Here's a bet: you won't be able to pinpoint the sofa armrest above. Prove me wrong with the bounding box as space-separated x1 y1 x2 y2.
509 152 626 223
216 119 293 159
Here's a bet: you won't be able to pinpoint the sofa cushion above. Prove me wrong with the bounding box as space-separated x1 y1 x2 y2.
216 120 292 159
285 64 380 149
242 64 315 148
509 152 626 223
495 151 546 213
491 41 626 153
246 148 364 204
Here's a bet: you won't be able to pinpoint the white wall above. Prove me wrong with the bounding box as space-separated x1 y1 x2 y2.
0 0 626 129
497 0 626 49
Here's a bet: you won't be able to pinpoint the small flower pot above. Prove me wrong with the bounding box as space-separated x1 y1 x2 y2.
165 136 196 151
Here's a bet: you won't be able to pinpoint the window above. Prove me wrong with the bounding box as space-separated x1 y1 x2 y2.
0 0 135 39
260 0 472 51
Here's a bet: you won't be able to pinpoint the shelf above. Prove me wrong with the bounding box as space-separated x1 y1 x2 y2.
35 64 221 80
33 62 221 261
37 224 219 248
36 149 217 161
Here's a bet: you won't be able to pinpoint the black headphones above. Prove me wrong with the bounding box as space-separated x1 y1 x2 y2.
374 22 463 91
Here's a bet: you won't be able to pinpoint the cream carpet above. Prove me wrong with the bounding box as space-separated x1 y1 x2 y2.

########

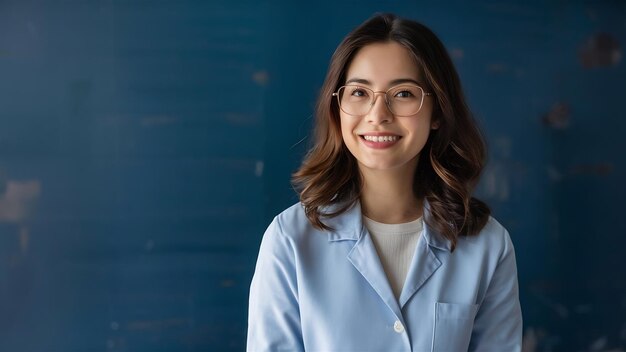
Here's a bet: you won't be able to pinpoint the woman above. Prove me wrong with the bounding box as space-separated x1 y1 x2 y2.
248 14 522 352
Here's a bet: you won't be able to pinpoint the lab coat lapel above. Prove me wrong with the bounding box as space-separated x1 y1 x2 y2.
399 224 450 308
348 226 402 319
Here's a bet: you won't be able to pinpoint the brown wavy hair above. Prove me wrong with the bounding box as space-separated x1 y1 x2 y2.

########

*EXERCICE COURT*. Renommez « shelf » en « bookcase » dans le listing, depuis la ligne qui contient « Here's a bet: you won't be able to pinpoint the window » jusqu'à celle qui contient « 374 22 463 91 », bornes comprises. Redonnez uniquement ces lignes, sans aucune autre modification.

*RÉPONSE FINALE*.
Here's a bet: you won't be able to pinpoint the window above. Prove me wrong with the bounding box as space-separated x1 y1 x2 y2.
0 0 135 39
260 0 472 51
Here's a bet: you won't be able to pinpoint the bookcase above. Prove me wrong with the bounding box as space-separated x1 y1 x2 y2.
35 64 221 80
33 62 221 261
37 224 219 248
36 149 217 161
Here's a bet: you won't be able to pinpoint the black headphones above. Prove me wrong with the bounding box as space-separated x1 y1 x2 y2.
374 22 463 91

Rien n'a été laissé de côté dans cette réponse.